(Pointing data)
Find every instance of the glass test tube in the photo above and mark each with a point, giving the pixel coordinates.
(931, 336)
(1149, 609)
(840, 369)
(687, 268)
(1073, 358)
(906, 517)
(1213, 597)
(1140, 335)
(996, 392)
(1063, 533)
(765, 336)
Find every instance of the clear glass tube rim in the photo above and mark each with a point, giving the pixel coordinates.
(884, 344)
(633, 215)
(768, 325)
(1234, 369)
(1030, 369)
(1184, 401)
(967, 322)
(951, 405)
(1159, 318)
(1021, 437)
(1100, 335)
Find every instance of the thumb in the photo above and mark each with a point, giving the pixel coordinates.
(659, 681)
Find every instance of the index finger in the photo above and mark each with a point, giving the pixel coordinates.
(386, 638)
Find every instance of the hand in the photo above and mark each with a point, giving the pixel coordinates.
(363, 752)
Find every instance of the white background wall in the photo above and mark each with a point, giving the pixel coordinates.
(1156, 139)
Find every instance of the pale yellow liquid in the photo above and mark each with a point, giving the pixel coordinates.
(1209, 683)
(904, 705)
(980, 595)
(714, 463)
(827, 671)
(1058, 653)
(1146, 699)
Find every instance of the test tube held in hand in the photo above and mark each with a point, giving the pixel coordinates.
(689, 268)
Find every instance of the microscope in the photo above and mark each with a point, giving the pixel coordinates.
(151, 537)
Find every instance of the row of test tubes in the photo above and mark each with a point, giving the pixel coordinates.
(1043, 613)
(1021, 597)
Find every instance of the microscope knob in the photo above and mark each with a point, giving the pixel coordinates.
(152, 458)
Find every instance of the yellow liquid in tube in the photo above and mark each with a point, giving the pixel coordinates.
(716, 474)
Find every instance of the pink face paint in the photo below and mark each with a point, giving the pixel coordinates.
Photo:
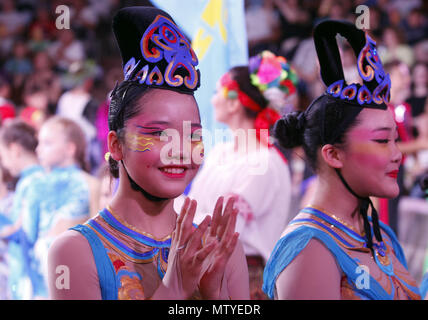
(137, 142)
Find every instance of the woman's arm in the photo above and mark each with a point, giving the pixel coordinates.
(72, 273)
(313, 274)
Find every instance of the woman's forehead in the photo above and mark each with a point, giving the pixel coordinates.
(160, 108)
(372, 121)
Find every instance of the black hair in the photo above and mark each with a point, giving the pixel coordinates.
(241, 75)
(123, 106)
(326, 121)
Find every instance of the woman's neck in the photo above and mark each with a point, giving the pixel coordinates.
(155, 218)
(332, 197)
(420, 91)
(244, 135)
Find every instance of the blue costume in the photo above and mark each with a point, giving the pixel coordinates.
(347, 247)
(19, 283)
(62, 194)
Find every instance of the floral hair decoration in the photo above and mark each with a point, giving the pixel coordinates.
(266, 117)
(268, 71)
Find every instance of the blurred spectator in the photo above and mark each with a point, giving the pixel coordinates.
(101, 123)
(106, 186)
(67, 195)
(12, 25)
(264, 34)
(19, 63)
(44, 23)
(84, 19)
(79, 104)
(37, 41)
(421, 51)
(415, 26)
(35, 111)
(393, 47)
(418, 96)
(18, 67)
(7, 108)
(6, 202)
(295, 25)
(17, 149)
(66, 50)
(44, 79)
(400, 81)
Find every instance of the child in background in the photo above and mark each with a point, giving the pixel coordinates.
(18, 143)
(68, 193)
(6, 202)
(107, 186)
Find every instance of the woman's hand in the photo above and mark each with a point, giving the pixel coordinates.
(222, 233)
(186, 254)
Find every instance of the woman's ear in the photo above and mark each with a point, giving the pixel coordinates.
(233, 105)
(332, 156)
(114, 146)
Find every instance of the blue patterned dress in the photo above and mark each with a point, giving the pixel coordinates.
(62, 194)
(19, 281)
(391, 279)
(130, 263)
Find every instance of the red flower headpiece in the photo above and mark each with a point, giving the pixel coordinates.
(233, 91)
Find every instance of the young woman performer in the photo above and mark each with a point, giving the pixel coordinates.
(333, 249)
(137, 247)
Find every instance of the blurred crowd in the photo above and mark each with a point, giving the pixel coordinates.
(46, 72)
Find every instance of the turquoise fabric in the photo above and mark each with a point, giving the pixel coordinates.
(289, 246)
(424, 286)
(105, 269)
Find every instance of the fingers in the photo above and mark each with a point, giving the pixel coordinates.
(216, 216)
(195, 241)
(180, 218)
(186, 224)
(229, 212)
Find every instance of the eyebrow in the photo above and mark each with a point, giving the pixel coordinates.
(152, 124)
(384, 129)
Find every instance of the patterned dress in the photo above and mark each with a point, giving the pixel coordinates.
(62, 194)
(387, 277)
(130, 263)
(20, 277)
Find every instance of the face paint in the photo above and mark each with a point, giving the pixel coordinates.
(138, 142)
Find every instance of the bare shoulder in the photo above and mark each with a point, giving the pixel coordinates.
(313, 274)
(72, 272)
(70, 240)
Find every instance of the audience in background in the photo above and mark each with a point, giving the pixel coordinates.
(45, 71)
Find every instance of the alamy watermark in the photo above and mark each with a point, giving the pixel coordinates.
(62, 21)
(363, 20)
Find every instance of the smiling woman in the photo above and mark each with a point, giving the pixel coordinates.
(138, 247)
(349, 137)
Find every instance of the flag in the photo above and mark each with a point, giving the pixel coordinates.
(217, 31)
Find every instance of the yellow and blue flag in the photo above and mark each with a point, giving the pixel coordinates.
(217, 31)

__Required task__: Please arrange the data from the line with "Find every instance of the yellow and" through the end of the data as a two-column CSV with the headers input and output. Give one row for each input with its output, put each field in quotation marks, and replace line breaks with spaces.

__Output__:
input,output
"Find every instance of the yellow and blue flag in the photo above and mark each with a point, giving the pixel coordinates.","(217, 31)"